◆ OBJECTIVE ◆
Pick out each line in the entries below that contains the string "tree", and copy those lines.

** START THE RECORDS **

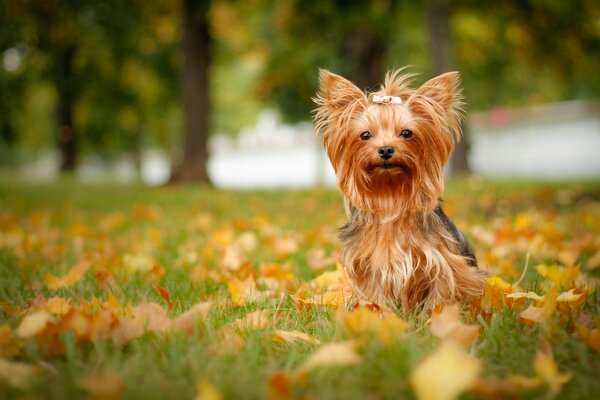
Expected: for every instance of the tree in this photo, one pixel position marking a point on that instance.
(441, 50)
(194, 80)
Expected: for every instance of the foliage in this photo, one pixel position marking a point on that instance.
(126, 66)
(146, 293)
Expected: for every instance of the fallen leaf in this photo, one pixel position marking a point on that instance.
(445, 374)
(166, 296)
(338, 353)
(73, 276)
(187, 321)
(207, 391)
(293, 337)
(9, 346)
(17, 374)
(105, 386)
(365, 321)
(532, 315)
(446, 325)
(251, 321)
(34, 323)
(280, 386)
(227, 342)
(564, 277)
(546, 369)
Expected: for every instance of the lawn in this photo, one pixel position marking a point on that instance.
(132, 292)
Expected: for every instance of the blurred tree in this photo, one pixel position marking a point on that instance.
(441, 50)
(194, 78)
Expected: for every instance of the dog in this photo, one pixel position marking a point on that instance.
(388, 149)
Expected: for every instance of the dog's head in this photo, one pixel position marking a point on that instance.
(388, 148)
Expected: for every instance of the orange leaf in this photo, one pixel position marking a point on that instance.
(293, 337)
(532, 315)
(164, 293)
(446, 324)
(106, 386)
(340, 354)
(445, 374)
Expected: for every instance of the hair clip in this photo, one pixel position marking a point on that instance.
(386, 99)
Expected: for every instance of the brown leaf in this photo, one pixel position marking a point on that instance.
(445, 374)
(187, 321)
(330, 354)
(106, 386)
(293, 337)
(16, 374)
(446, 325)
(252, 321)
(166, 296)
(532, 315)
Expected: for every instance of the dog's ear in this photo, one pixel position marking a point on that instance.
(445, 91)
(336, 92)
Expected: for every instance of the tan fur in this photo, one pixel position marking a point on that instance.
(396, 248)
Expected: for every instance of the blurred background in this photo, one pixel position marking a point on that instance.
(220, 91)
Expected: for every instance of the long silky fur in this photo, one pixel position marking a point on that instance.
(395, 247)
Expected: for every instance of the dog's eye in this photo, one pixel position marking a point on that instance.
(406, 134)
(366, 135)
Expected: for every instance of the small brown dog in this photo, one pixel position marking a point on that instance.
(388, 149)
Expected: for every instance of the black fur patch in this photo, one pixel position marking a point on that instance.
(466, 250)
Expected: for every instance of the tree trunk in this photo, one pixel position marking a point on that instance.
(366, 55)
(442, 58)
(196, 60)
(66, 138)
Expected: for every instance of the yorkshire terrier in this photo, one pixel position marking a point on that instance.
(388, 150)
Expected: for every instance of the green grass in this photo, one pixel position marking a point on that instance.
(156, 367)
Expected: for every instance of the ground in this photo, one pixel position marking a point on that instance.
(178, 292)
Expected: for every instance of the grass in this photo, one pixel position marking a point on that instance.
(48, 228)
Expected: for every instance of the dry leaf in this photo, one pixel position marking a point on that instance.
(207, 391)
(364, 321)
(531, 315)
(9, 346)
(445, 374)
(16, 374)
(252, 321)
(187, 321)
(106, 386)
(339, 353)
(293, 337)
(547, 371)
(446, 325)
(34, 323)
(166, 296)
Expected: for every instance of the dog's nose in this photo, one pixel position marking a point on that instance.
(386, 152)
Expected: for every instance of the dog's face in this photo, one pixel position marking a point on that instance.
(389, 157)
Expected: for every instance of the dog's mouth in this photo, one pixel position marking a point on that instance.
(388, 166)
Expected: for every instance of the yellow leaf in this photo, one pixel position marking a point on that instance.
(523, 295)
(546, 369)
(207, 391)
(33, 324)
(564, 277)
(362, 320)
(445, 374)
(293, 337)
(9, 346)
(340, 354)
(106, 386)
(243, 291)
(531, 315)
(252, 321)
(57, 305)
(187, 321)
(16, 374)
(446, 325)
(52, 282)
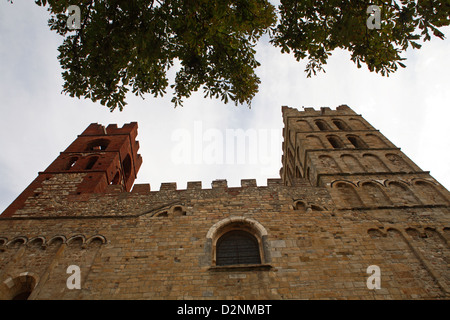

** END THE RECORDS **

◆ WRITTEN RESPONSE ◆
Expected: for every instance of the tree in this photo, one pixel position marking a point on that instance.
Expected: for every instance of the blurred tree in this photo, one pixel position marking a point on that instance.
Expected: for every instance of the tree trunk in this photo, one pixel position marking a point on that instance.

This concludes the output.